▸ YOUR INSTRUCTIONS:
From the line containing "the church steeple" down to the last line of the material, return those lines verbatim and only those.

▸ SUPPLIED INFORMATION:
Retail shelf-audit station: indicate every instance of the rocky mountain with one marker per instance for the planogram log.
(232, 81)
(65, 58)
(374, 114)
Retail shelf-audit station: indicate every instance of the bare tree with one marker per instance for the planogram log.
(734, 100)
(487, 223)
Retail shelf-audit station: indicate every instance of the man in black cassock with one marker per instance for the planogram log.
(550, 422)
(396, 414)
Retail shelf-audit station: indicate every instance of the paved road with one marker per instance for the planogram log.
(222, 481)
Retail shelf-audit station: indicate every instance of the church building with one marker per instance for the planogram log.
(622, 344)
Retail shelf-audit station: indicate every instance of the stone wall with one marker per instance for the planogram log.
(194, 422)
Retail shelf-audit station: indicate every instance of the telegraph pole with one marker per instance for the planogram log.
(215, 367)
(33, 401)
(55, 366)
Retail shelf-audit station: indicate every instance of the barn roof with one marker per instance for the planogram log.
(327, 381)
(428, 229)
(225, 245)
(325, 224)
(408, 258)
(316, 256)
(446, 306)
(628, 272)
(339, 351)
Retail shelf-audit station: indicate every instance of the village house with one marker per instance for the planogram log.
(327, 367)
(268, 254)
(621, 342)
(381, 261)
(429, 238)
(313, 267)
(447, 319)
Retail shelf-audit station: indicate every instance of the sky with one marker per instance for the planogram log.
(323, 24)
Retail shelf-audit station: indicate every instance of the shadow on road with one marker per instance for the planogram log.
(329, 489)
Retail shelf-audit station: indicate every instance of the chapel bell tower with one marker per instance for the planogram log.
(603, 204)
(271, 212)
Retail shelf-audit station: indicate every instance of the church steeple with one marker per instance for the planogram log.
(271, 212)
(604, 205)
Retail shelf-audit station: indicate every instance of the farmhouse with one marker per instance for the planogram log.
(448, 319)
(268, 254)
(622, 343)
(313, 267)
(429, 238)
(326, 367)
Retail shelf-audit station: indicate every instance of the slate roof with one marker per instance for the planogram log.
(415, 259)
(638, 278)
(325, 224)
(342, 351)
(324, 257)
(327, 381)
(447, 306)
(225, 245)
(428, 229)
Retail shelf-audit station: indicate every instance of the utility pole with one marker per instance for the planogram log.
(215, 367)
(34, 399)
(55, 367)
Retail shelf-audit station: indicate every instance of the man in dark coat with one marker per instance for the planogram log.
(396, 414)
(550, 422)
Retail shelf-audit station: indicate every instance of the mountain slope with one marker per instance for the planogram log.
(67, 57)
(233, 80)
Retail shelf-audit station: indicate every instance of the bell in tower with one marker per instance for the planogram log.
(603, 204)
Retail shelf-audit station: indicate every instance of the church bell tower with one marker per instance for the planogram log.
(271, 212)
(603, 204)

▸ OUTPUT:
Retail shelf-audit station: indicate every instance of the church steeple with one marker per instance for the planogram log.
(271, 212)
(604, 205)
Retail shelf-audit station: indicate every instance of the farmhouse with one marker per instance for the planogram log.
(448, 319)
(268, 254)
(622, 343)
(313, 267)
(429, 238)
(326, 367)
Retail shelf-audit station: indicate every instance of the slate roof with one marker per instance for the planogram log.
(415, 259)
(638, 278)
(325, 224)
(342, 351)
(324, 257)
(327, 381)
(447, 306)
(225, 245)
(428, 229)
Retail shelf-audit station: indicate every instance of the utility pole with one marker per instance for the planogram log.
(215, 367)
(34, 399)
(55, 367)
Retail shelf-audit station: indicate every instance of the man in dark coat with one marker per instance for the planogram log.
(396, 414)
(550, 422)
Retail shelf-audit station: indicate every instance of the mountain slope with one marker per instance for the planogram log.
(67, 57)
(233, 80)
Retail shelf-audit station: indicate every instance of the bell in tower with one marker per instance for the planogram log.
(603, 204)
Retail shelf-audit station: indicate every instance of the church bell tower with one marker per instance for the planogram log.
(271, 212)
(603, 204)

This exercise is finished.